AVAILABLE RECORDS =
▬▬▬
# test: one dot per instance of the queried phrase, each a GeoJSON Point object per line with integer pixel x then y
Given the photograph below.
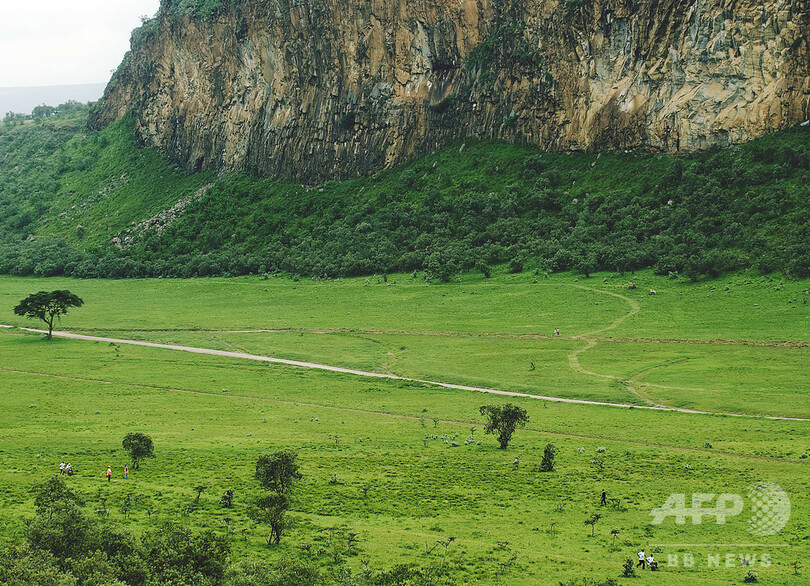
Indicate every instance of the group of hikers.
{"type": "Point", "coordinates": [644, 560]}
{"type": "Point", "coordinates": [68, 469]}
▬▬▬
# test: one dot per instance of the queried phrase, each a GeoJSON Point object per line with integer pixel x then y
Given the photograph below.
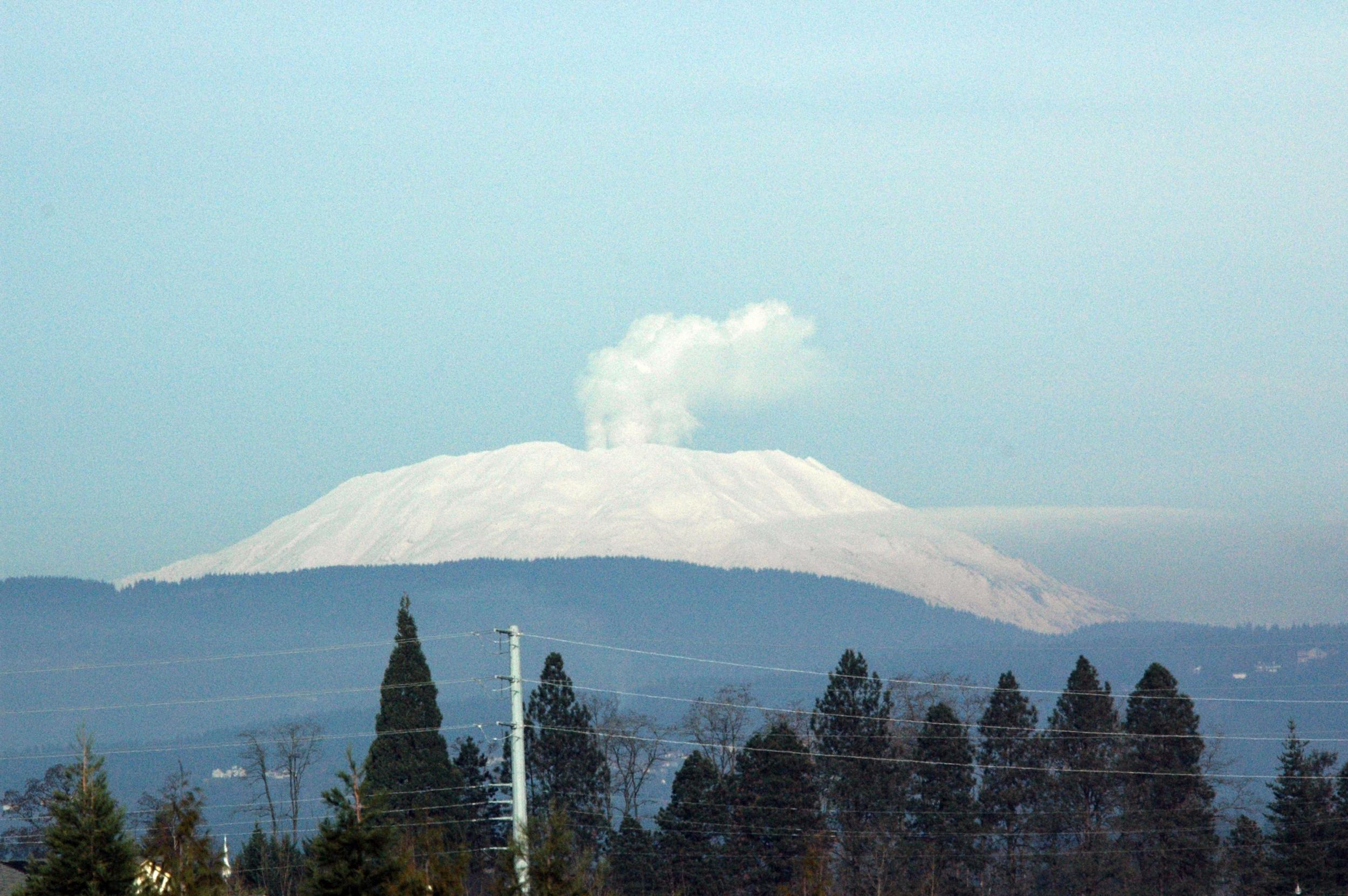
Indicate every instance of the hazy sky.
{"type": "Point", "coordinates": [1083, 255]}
▬▬▬
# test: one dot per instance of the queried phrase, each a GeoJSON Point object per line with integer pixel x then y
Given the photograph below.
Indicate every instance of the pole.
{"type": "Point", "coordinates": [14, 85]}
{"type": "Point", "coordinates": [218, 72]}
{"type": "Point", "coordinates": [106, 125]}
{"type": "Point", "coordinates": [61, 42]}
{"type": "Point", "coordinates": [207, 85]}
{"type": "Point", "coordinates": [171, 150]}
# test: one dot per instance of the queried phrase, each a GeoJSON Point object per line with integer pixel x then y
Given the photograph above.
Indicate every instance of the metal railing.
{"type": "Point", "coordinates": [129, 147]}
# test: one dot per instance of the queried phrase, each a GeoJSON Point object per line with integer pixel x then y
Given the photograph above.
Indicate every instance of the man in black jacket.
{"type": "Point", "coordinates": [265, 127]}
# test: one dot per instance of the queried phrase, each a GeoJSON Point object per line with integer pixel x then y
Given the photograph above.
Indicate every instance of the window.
▬▬▬
WHAT YOU SHOULD DO = Look back at the entries above. Retype the line with "Indicate every instance of the metal railing.", the line with "Indicate every instance of the window.", and all lines in between.

WRITTEN SOLUTION =
Indicate every instance of the metal railing.
{"type": "Point", "coordinates": [129, 147]}
# test: one dot per instance of the queried phrase, each a GeoJSON Point object per line with integer pixel x then y
Given the photograph above.
Indicate every instance of the man in black jacket.
{"type": "Point", "coordinates": [265, 127]}
# test: one dot per instance of the queried phrase, each a GeoJSON Point object per line with integer pixel x then y
Given the photograph above.
Indicate every instance of the window.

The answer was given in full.